PROBLEM STATEMENT :: In full and without alteration, print the records below, minus any images.

Natural-language object grounding data:

━━━

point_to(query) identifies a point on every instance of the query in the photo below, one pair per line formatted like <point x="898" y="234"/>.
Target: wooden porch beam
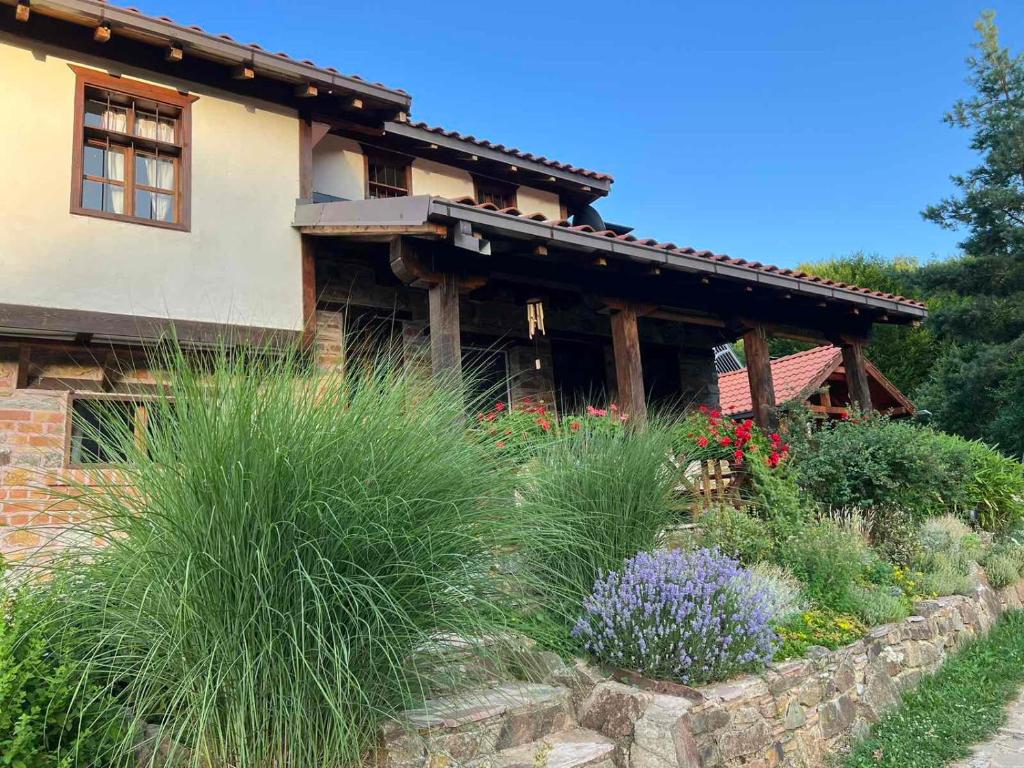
<point x="759" y="376"/>
<point x="629" y="368"/>
<point x="308" y="255"/>
<point x="445" y="340"/>
<point x="856" y="375"/>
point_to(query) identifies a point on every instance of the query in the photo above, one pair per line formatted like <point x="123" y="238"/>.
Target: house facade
<point x="161" y="176"/>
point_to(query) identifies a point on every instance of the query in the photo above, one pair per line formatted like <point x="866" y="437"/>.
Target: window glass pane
<point x="99" y="197"/>
<point x="99" y="429"/>
<point x="148" y="125"/>
<point x="154" y="206"/>
<point x="110" y="117"/>
<point x="109" y="163"/>
<point x="153" y="171"/>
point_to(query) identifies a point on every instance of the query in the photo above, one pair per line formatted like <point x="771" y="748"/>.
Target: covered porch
<point x="568" y="312"/>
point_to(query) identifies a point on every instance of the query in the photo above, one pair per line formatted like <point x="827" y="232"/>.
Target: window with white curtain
<point x="132" y="151"/>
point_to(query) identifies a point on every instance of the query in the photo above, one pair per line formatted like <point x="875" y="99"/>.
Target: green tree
<point x="903" y="353"/>
<point x="975" y="385"/>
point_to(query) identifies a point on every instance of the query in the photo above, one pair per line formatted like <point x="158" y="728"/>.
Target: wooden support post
<point x="445" y="340"/>
<point x="856" y="375"/>
<point x="759" y="375"/>
<point x="629" y="369"/>
<point x="308" y="258"/>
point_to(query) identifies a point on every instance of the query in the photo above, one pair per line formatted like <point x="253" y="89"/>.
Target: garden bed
<point x="795" y="712"/>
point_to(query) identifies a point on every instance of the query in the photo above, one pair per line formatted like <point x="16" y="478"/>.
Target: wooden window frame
<point x="508" y="188"/>
<point x="139" y="400"/>
<point x="86" y="78"/>
<point x="379" y="156"/>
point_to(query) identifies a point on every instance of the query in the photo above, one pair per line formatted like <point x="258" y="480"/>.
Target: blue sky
<point x="780" y="132"/>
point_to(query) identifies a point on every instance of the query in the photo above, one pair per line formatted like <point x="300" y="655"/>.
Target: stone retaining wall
<point x="795" y="713"/>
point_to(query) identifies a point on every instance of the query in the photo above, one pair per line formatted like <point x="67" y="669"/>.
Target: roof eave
<point x="597" y="186"/>
<point x="421" y="209"/>
<point x="204" y="44"/>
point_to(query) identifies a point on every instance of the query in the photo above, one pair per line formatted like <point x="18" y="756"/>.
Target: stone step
<point x="577" y="748"/>
<point x="479" y="723"/>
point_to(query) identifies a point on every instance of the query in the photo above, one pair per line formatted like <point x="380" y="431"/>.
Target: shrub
<point x="879" y="462"/>
<point x="693" y="616"/>
<point x="824" y="628"/>
<point x="828" y="560"/>
<point x="735" y="534"/>
<point x="49" y="716"/>
<point x="591" y="500"/>
<point x="782" y="591"/>
<point x="875" y="604"/>
<point x="292" y="543"/>
<point x="1001" y="570"/>
<point x="948" y="551"/>
<point x="893" y="534"/>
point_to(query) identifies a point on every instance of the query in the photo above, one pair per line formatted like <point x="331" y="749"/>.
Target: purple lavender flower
<point x="694" y="616"/>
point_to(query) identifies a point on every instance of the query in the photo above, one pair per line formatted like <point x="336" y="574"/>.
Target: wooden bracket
<point x="410" y="266"/>
<point x="24" y="363"/>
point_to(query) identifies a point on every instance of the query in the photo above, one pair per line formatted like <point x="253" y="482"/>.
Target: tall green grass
<point x="283" y="551"/>
<point x="591" y="500"/>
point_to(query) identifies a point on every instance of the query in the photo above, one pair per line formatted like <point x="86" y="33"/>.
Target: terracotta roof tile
<point x="197" y="28"/>
<point x="791" y="376"/>
<point x="711" y="256"/>
<point x="514" y="152"/>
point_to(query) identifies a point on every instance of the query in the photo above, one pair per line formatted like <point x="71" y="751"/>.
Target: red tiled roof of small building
<point x="791" y="377"/>
<point x="672" y="247"/>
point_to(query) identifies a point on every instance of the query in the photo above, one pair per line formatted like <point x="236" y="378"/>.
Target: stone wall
<point x="795" y="713"/>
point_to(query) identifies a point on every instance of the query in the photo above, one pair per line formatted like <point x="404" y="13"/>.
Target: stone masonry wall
<point x="33" y="431"/>
<point x="796" y="713"/>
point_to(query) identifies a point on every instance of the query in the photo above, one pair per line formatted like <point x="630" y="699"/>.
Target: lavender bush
<point x="694" y="616"/>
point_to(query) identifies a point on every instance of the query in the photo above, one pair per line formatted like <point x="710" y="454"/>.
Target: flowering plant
<point x="710" y="435"/>
<point x="515" y="430"/>
<point x="695" y="616"/>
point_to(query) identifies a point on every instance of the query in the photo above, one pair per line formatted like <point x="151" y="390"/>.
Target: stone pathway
<point x="1006" y="749"/>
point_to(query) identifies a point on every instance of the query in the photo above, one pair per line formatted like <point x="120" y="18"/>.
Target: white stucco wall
<point x="443" y="180"/>
<point x="241" y="261"/>
<point x="538" y="201"/>
<point x="339" y="168"/>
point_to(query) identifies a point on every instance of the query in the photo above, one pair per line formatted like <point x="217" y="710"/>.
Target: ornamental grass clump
<point x="693" y="616"/>
<point x="291" y="551"/>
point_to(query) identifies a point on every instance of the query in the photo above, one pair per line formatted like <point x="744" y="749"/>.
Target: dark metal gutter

━━━

FINISHED EXERCISE ::
point_to(query) identifies a point on every instance of the query in the photo below, one pair per line formatted like <point x="898" y="234"/>.
Target: wooden porch beam
<point x="759" y="376"/>
<point x="629" y="368"/>
<point x="308" y="255"/>
<point x="445" y="340"/>
<point x="856" y="375"/>
point_to(query) identifies a point on every instance of the query in the photo above, one pair per line formatted like <point x="123" y="238"/>.
Target: house facade
<point x="161" y="176"/>
point_to(query) identifies a point on every instance of the query in the photo above, one pair per line formatted like <point x="866" y="437"/>.
Target: window glass pane
<point x="99" y="197"/>
<point x="99" y="429"/>
<point x="148" y="125"/>
<point x="154" y="206"/>
<point x="110" y="117"/>
<point x="109" y="163"/>
<point x="153" y="171"/>
point_to(query) identifies a point on every instance of the query in the photo above, one pair per line formatted like <point x="771" y="748"/>.
Target: covered porch
<point x="568" y="312"/>
point_to(query) identifies a point on every instance of the query in the photo above, one pair per line formatted like <point x="827" y="232"/>.
Target: window with white curtain
<point x="132" y="151"/>
point_to(query) identifies a point on every instance of the query in the photo above, one pair per line formatted like <point x="875" y="99"/>.
Target: green tree
<point x="903" y="353"/>
<point x="975" y="385"/>
point_to(query) identifies a point on every instance of the query in the photo above, one pair per line formatted like <point x="158" y="728"/>.
Target: wooden support post
<point x="445" y="340"/>
<point x="856" y="375"/>
<point x="759" y="375"/>
<point x="629" y="369"/>
<point x="308" y="258"/>
point_to(query) identifies a point on every instance of the query in the photo above, one pair per line formatted like <point x="253" y="89"/>.
Target: garden bed
<point x="795" y="712"/>
point_to(query) identifies a point on every instance of the query in the photo above, one pair per line formatted like <point x="16" y="478"/>.
Target: wooden window frame
<point x="508" y="188"/>
<point x="139" y="400"/>
<point x="86" y="78"/>
<point x="379" y="156"/>
point_to(query) identifies a point on every instance of the query in the photo above, one pair per line formatted like <point x="258" y="480"/>.
Target: blue sky
<point x="780" y="132"/>
point_to(query) identifies a point on every instance of the query in the photo above, one pair per line formatted like <point x="300" y="655"/>.
Target: stone retaining wall
<point x="795" y="713"/>
point_to(query) identifies a point on every instance of the query in the photo above, one pair per line formatted like <point x="67" y="669"/>.
Target: roof eave
<point x="597" y="186"/>
<point x="421" y="209"/>
<point x="204" y="44"/>
point_to(query) identifies a point on every instance of the query in the photo above, one pair per line formatted like <point x="18" y="756"/>.
Target: stone step
<point x="577" y="748"/>
<point x="479" y="723"/>
point_to(query) identifies a point on every instance of the query in the photo above, one pair per line formatted like <point x="380" y="431"/>.
Target: shrub
<point x="879" y="462"/>
<point x="693" y="616"/>
<point x="824" y="628"/>
<point x="828" y="560"/>
<point x="735" y="534"/>
<point x="49" y="716"/>
<point x="591" y="500"/>
<point x="782" y="591"/>
<point x="875" y="604"/>
<point x="292" y="543"/>
<point x="1001" y="570"/>
<point x="948" y="551"/>
<point x="893" y="534"/>
point_to(query) identifies a point on every instance of the query in the photo above, one pair per line formatted like <point x="331" y="749"/>.
Target: purple lavender flower
<point x="694" y="616"/>
point_to(query) identifies a point on every instance of the query in the photo above, one pair per line formatted like <point x="336" y="574"/>.
Target: wooden bracket
<point x="410" y="266"/>
<point x="24" y="363"/>
point_to(query) identifies a point on every instance of the query in the photo above, one pair per line formatted like <point x="253" y="482"/>.
Target: tall green grass
<point x="283" y="551"/>
<point x="591" y="500"/>
point_to(query) identifies a point on every instance of the query in the photo above, one pair per line formatted like <point x="86" y="33"/>.
Target: terracotta roof tile
<point x="197" y="28"/>
<point x="791" y="376"/>
<point x="711" y="256"/>
<point x="514" y="152"/>
point_to(query) identifies a point on every instance of the query in the photo above, one pair per line formatted like <point x="71" y="751"/>.
Target: red tiled roof of small building
<point x="791" y="377"/>
<point x="672" y="247"/>
point_to(query) identifies a point on every instance of the query in the photo above, one pair per line formatted like <point x="236" y="378"/>.
Target: stone wall
<point x="795" y="713"/>
point_to(query) identifies a point on every instance of the query in the photo above, one pair per line formatted like <point x="404" y="13"/>.
Target: stone masonry wall
<point x="33" y="431"/>
<point x="796" y="713"/>
point_to(query) identifies a point on every instance of the query in the photo above, one pair per line formatted like <point x="630" y="699"/>.
Target: lavender bush
<point x="694" y="616"/>
point_to(query) identifies a point on every instance of the query in the photo above, one pair per line formatted like <point x="710" y="454"/>.
Target: flowering plant
<point x="710" y="435"/>
<point x="515" y="430"/>
<point x="695" y="616"/>
point_to(query) identifies a point on every instance of the query in the photo above, one pair per line formatted like <point x="151" y="390"/>.
Target: stone pathway
<point x="1006" y="749"/>
point_to(query) identifies a point on every instance of the query in the photo above, one pair per line formatted like <point x="120" y="18"/>.
Target: white stucco wall
<point x="443" y="180"/>
<point x="241" y="261"/>
<point x="538" y="201"/>
<point x="339" y="168"/>
point_to(query) identifies a point on every instance of the query in the photo above, one pair per line formatted like <point x="217" y="710"/>.
Target: ornamental grass clump
<point x="693" y="616"/>
<point x="291" y="551"/>
point_to(query) identifies a point on every instance of the query in the photo above, one pair per line formatted like <point x="744" y="749"/>.
Target: dark metal gutter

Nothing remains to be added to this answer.